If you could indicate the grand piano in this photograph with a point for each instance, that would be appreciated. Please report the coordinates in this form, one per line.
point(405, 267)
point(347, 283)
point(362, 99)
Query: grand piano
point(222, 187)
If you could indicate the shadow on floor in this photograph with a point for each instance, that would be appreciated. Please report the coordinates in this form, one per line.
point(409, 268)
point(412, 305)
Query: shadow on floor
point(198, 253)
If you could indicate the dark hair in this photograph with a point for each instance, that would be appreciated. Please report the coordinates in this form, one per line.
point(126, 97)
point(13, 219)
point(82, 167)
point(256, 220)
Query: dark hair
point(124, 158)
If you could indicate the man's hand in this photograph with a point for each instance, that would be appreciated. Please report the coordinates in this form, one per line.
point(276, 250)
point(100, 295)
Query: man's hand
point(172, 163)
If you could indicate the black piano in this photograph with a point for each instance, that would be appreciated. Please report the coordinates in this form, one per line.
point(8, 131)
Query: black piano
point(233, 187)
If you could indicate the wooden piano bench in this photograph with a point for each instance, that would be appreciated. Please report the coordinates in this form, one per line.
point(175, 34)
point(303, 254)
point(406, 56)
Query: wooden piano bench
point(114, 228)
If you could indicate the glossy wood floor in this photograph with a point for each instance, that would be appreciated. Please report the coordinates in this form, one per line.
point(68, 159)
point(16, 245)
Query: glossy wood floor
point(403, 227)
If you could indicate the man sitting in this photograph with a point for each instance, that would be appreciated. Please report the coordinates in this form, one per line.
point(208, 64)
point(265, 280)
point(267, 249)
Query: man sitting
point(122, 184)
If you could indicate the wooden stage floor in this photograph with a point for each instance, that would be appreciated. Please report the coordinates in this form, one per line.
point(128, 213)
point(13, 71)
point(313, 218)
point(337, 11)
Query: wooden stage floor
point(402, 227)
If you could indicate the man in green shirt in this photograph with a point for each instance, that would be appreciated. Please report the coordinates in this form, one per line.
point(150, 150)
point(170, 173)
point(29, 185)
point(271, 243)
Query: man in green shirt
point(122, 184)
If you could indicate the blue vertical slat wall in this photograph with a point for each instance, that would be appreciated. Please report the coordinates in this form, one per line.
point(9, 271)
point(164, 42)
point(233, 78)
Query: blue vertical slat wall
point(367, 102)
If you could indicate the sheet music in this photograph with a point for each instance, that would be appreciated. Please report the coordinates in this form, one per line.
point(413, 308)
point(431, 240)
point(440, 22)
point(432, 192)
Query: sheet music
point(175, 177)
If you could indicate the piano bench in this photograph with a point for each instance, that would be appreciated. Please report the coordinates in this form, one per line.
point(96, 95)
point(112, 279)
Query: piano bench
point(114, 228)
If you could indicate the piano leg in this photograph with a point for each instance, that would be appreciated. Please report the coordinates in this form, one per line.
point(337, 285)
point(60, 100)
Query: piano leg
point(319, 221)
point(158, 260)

# TASK TO COMPLETE
Copy out the entries above exactly as given, starting at the top and ending with the line containing "If you could indicate the dark"; include both and nothing more.

# ANSWER AREA
If you could indicate the grand piano in this photograph with a point for each instance, that would be appreciated. Please report the coordinates in this form, one per line.
point(405, 267)
point(347, 283)
point(362, 99)
Query: grand piano
point(222, 187)
If you could indicate the shadow on floor in this photograph with a point for each instance, that would be appreciated. Please report the coordinates in this form, one per line.
point(409, 268)
point(412, 305)
Query: shadow on floor
point(198, 253)
If you could indicate the dark hair in this photograph with a point for each instance, that would be appreciated. Please report the coordinates in this form, one per line.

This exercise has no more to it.